> _TEXTO_:
# # # #
Para los ciudadanos es difícil entender lo que ocurre. Navegábamos confortables como millonarios en un trasatlántico seguro y de repente estamos sin salvavidas en medio de un océano tormentoso. Los mercados lo tienen claro: directamente sienten pánico. Ni la llegada de tecnócratas puestos a dedo, ni las medidas extremas de los gobiernos, ni los vuelcos electorales cambian el paso. Nunca creímos que íbamos a ver quebrar países porque los Estados eran la garantía absoluta. Hoy, al albur de lo que ocurre en Grecia, Irlanda o Portugal, muchos no solo lo consideran factible sino recomendable. Y un paso más adelante en el precipicio ¿por qué no va a fracturarse la Unión Europea? Corrientes internacionales de opinión han empezado a valorar esa opción como algo más que una especulación teórica. Sería una catástrofe, pero no es descartable.

Los gobiernos no dejan de mostrar su ineficacia para frenar el torrente, con una Alemania remisa a coger el toro por los cuernos. Quizá porque como afirmó uno de sus hijos más europeístas, el excanciller Kohl, es un país demasiado grande para medirse de igual a igual con el resto de actores europeos y demasiado pequeño para ejercer de líder mundial.
# # # #
> _DATOS EXTRAÍDOS_:

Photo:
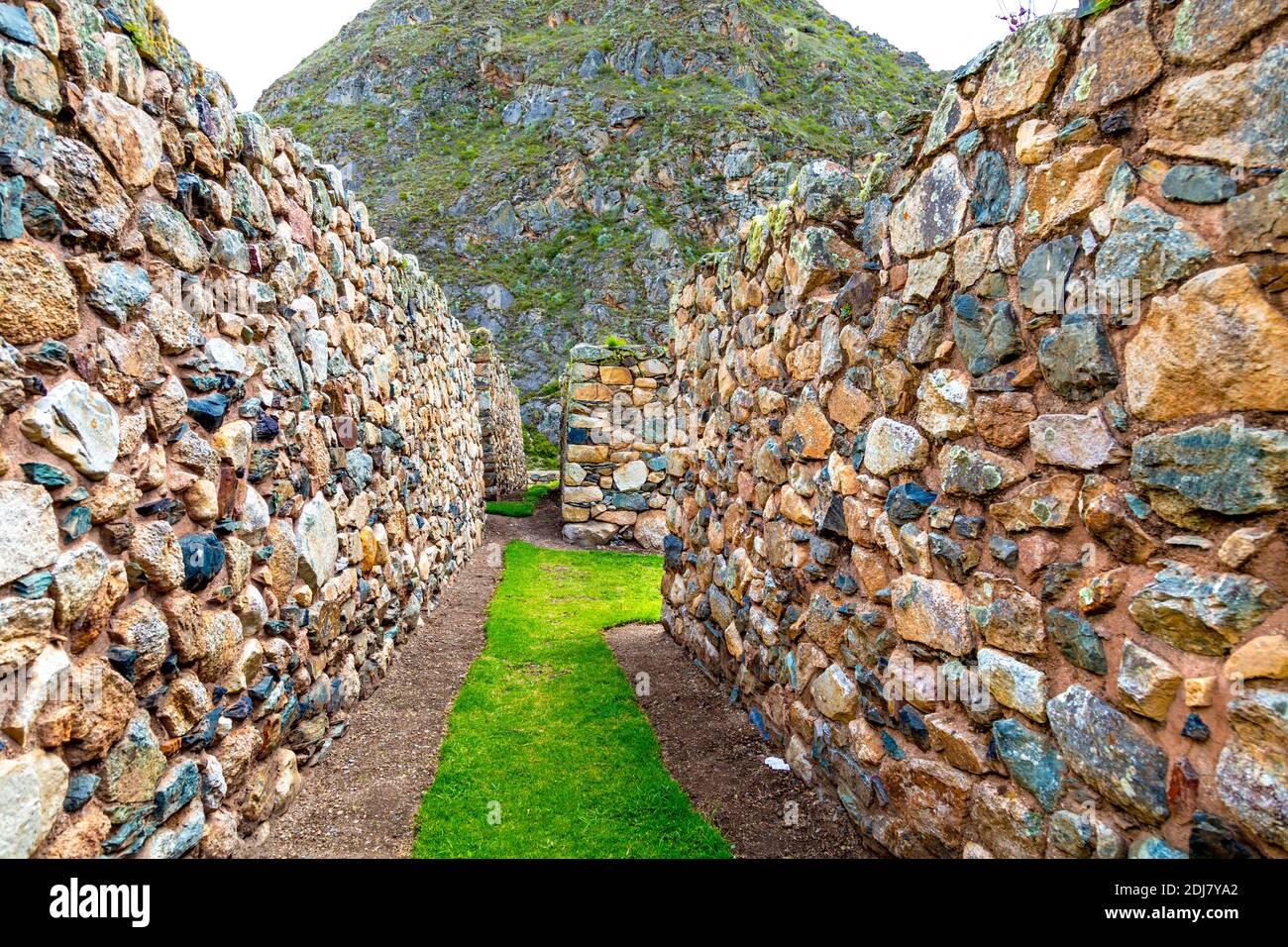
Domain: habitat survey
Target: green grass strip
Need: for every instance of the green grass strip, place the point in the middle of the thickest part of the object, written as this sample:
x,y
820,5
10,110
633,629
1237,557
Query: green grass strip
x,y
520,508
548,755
# # # #
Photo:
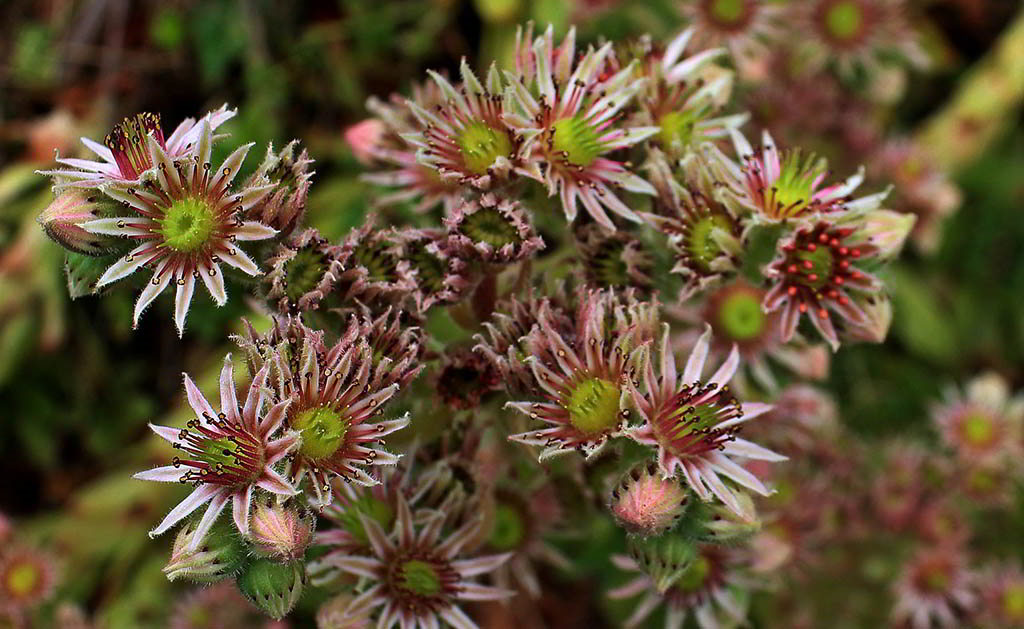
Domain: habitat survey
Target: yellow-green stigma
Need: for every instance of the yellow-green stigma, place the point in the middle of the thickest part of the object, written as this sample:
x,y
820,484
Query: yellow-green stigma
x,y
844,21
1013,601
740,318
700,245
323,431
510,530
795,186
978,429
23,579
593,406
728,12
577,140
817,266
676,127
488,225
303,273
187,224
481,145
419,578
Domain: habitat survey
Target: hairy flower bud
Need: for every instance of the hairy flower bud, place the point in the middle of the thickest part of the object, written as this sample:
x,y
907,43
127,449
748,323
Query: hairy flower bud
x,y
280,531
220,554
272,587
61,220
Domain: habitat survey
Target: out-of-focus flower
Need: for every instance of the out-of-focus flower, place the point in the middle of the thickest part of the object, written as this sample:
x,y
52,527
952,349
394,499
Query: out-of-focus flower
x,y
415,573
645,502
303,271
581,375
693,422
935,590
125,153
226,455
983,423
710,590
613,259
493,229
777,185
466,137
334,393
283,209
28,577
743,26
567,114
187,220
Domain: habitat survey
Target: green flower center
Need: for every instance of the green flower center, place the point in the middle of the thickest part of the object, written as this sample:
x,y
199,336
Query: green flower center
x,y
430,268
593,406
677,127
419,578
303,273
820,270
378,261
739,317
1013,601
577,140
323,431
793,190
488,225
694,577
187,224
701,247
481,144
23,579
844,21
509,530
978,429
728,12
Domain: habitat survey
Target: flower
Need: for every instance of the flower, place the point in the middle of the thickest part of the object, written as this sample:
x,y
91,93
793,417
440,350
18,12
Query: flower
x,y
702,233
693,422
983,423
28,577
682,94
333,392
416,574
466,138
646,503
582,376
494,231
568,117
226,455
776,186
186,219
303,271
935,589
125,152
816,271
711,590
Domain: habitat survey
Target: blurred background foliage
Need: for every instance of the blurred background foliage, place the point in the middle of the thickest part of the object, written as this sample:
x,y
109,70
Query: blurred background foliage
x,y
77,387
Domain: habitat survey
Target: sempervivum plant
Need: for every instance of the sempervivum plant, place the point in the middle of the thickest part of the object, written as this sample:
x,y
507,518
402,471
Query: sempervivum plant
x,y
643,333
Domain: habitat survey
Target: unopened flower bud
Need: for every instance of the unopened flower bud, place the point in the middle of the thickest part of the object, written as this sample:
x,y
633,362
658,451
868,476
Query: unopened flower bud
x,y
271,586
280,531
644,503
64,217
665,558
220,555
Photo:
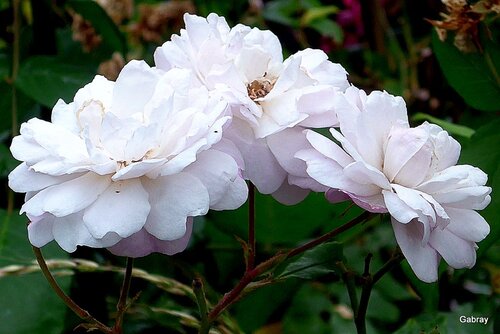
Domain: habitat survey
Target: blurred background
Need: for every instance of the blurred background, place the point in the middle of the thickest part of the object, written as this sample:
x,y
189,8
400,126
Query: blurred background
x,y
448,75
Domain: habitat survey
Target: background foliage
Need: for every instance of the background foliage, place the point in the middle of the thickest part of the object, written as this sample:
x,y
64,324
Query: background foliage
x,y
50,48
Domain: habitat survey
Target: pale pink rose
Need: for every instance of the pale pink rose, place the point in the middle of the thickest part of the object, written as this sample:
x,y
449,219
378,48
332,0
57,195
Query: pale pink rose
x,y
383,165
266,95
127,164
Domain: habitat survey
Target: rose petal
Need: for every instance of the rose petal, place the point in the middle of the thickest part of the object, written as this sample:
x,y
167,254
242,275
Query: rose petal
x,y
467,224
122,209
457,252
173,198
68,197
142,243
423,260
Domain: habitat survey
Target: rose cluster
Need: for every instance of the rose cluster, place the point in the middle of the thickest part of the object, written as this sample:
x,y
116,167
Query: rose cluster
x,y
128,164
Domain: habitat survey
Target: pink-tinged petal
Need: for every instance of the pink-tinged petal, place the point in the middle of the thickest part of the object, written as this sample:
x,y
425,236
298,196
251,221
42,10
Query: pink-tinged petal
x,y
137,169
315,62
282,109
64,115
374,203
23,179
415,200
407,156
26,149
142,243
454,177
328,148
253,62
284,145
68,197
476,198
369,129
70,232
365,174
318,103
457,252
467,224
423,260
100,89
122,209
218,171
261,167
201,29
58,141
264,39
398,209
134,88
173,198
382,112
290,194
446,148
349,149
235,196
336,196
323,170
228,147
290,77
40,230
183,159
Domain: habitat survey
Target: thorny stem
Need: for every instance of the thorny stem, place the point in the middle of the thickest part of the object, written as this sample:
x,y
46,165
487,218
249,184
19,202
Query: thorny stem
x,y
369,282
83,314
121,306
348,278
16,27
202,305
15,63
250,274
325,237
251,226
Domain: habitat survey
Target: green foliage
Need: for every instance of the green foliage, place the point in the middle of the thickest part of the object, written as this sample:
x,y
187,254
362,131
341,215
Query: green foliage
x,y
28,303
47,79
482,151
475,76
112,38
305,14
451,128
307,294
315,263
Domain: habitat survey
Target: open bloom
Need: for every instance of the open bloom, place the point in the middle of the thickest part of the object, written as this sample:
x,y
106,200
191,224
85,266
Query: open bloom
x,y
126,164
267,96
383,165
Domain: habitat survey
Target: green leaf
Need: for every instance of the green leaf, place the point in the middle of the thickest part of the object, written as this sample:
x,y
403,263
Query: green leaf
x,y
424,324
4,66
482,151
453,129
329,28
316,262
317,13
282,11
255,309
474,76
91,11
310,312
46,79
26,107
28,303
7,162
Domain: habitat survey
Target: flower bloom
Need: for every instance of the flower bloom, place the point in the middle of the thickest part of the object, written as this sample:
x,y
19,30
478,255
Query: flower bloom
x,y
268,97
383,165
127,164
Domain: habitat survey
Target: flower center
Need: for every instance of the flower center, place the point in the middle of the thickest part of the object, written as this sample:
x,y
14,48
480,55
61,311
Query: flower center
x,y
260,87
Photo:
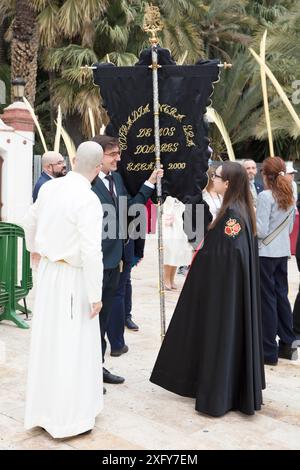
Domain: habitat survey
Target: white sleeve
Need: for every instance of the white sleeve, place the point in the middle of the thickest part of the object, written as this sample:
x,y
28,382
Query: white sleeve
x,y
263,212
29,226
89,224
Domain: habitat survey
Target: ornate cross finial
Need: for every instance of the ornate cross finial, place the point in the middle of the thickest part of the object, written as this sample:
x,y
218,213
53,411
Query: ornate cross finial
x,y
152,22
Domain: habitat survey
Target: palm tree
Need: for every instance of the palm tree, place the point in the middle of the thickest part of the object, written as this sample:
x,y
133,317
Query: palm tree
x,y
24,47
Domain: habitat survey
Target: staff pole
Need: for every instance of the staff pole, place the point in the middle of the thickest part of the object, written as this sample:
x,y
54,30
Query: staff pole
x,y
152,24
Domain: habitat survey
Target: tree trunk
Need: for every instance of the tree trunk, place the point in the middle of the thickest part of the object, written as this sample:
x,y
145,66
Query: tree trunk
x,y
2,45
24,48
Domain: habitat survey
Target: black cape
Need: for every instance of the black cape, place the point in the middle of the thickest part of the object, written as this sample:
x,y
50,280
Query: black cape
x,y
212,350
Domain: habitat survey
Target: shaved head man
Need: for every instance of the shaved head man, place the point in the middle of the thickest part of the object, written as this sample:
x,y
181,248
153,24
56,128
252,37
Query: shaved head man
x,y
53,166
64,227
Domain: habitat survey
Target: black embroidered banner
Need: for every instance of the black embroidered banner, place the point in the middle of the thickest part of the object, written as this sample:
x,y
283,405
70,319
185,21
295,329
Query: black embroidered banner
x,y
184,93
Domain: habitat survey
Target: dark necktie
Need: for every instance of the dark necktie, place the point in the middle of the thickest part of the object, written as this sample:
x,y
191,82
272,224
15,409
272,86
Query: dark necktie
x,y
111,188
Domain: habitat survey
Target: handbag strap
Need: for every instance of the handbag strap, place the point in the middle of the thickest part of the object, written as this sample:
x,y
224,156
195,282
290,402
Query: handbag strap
# # # #
> _TAREAS PENDIENTES_:
- A) Indica si cada afirmación concuerda con el texto sobre la crisis europea: (i) los mercados sienten pánico; (ii) la fractura de la Unión Europea se presenta como descartable; (iii) Kohl afirmó que Alemania es demasiado pequeña para ejercer de líder mundial. Responde sí o no a cada una y cita de forma literal las palabras del texto que lo deciden.
- B) Prosigue el texto sobre la crisis europea a partir de su última oración.

> _RESULTADOS POR TAREA_:
- A)
(i) Sí: «Los mercados lo tienen claro: directamente sienten pánico».
(ii) No: «Sería una catástrofe, pero no es descartable».
(iii) Sí: «como afirmó uno de sus hijos más europeístas, el excanciller Kohl, es un país demasiado grande para medirse de igual a igual con el resto de actores europeos y demasiado pequeño para ejercer de líder mundial».

- B)
A una crisis bancaria, la de 2007, por el excesivo préstamo, se superpuso una crisis económica, la de 2009, con la liquidez cegada. A estas las siguió otra crisis de deuda, en 2010, por el descontrolado esfuerzo que hicieron los Estados para taponar las vías de agua. Y, por si fuera poco, emerge en este año la crisis del euro. La constatación de que unir bajo una misma moneda países de desarrollo asimétrico sin una política fiscal y presupuestaria de talla única era más un sueño romántico que un proyecto realista y práctico del que no se valoraron los inconvenientes. La prueba: que ante las mismas circunstancias unos países de la UE van a pique y otros, viento en popa.

El colapso de la moneda está a la vuelta de la esquina si no se pasa rápido de las promesas grandilocuentes y las palabras edulcoradas, que tardan una eternidad en materializarse, a los hechos inmediatos y radicales. La arquitectura europea, sus costuras, no pueden sostenerse mucho más tiempo sin cambios ni intervención.

Un grupo de expertos, fieles a los dictados de Angela Merkel, defiende la austeridad a toda costa para enderezar el rumbo. El camino es lento y peligroso: compromete el crecimiento económico al cercenar los estímulos. Sin crecimiento no hay más ingresos fiscales, ni menos paro, ni capacidad de generar recursos para devolver los préstamos. Habrá que recortar más, y vuelta a empezar hasta la anorexia terminal.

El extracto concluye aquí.